§ GIVEN INSTRUCTION:
Reproduce every one of the following entries verbatim, line for line, without altering any character.

§ GIVEN RECORDS:
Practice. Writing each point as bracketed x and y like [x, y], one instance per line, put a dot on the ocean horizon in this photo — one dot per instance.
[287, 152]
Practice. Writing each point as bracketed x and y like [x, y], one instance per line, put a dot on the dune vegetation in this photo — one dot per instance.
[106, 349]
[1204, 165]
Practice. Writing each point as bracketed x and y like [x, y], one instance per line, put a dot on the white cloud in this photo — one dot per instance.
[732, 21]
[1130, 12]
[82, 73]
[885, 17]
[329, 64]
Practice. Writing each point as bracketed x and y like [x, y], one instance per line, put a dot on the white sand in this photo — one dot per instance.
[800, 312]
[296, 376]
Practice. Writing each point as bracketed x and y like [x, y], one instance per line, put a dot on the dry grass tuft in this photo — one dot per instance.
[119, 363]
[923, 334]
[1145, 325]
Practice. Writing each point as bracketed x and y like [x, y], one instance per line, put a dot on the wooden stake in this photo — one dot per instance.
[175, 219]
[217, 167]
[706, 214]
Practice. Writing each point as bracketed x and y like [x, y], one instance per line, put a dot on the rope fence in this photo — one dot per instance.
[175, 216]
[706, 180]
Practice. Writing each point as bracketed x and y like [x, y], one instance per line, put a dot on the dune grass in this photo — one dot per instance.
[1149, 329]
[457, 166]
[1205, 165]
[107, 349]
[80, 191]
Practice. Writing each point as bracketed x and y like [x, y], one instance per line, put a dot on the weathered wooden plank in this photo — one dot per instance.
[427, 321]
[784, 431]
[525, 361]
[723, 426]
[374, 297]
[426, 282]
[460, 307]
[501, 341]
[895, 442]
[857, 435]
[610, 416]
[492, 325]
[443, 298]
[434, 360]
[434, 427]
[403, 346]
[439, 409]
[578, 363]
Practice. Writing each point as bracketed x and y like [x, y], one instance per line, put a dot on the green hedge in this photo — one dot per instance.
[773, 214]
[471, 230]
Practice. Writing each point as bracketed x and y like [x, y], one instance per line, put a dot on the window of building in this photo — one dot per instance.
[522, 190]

§ RESULT OF THIS EXERCISE:
Practice. Writing each point as bracketed x and y like [x, y], one instance per line, put a dot on the ocean horizon in this photo — one dot per instance.
[287, 152]
Practice. Writing each point as bracketed x and y like [x, y], one instance per line, put a dot on the dune vegetation in this photo — one dot per instance.
[106, 349]
[1204, 165]
Practice. Writing each point as bracketed x and y like [x, y], one instance per line, put a dot on the white cloud in this photo — one dot per instance.
[732, 21]
[1130, 12]
[82, 73]
[885, 17]
[329, 64]
Practice. Writing each point as bracketed x and y like [x, y], one instance per line, put a dot on the white sand in this photo — one dot per instance.
[800, 312]
[296, 376]
Practice. Writing each point as bracketed x and y like [x, y], one instance per line, put a dot on the dry grass tuft in this photo — one dot per instance.
[119, 363]
[923, 334]
[1145, 325]
Practice. Writing each point as bracketed x and y like [x, y], one instance per line, put a dot on the wooden stake in this photo — one dot per instance.
[175, 219]
[217, 167]
[706, 214]
Practice. Writing each point as bracketed x and y like [x, y], one instance per line, put a dot on the rope fence in this photo — one dot per instance.
[175, 216]
[706, 180]
Practice. Writing each point as bracketed x and y like [x, y], one instance per line, put a dot on the dune grass in this photo — one dot per instance.
[1149, 329]
[457, 166]
[1205, 165]
[107, 349]
[80, 191]
Practice. Writing each point as bracketed x and y like [x, y], one instance per line, put a dot on the weathered wooden plank in this photo — one dot per instance.
[427, 321]
[784, 431]
[525, 361]
[723, 426]
[374, 297]
[426, 282]
[460, 307]
[501, 341]
[895, 442]
[857, 435]
[610, 416]
[492, 325]
[443, 298]
[434, 360]
[434, 427]
[403, 346]
[439, 409]
[578, 363]
Practice. Writing each point as bracketed x and y like [x, y], one instance per line, put a dot on the green hedge in this photo — one dot per instance.
[773, 214]
[471, 230]
Practice. Writing each point as bracketed x and y like [x, y], one instance per line, put a dot on the window of building in this photo — one dot per instance.
[522, 190]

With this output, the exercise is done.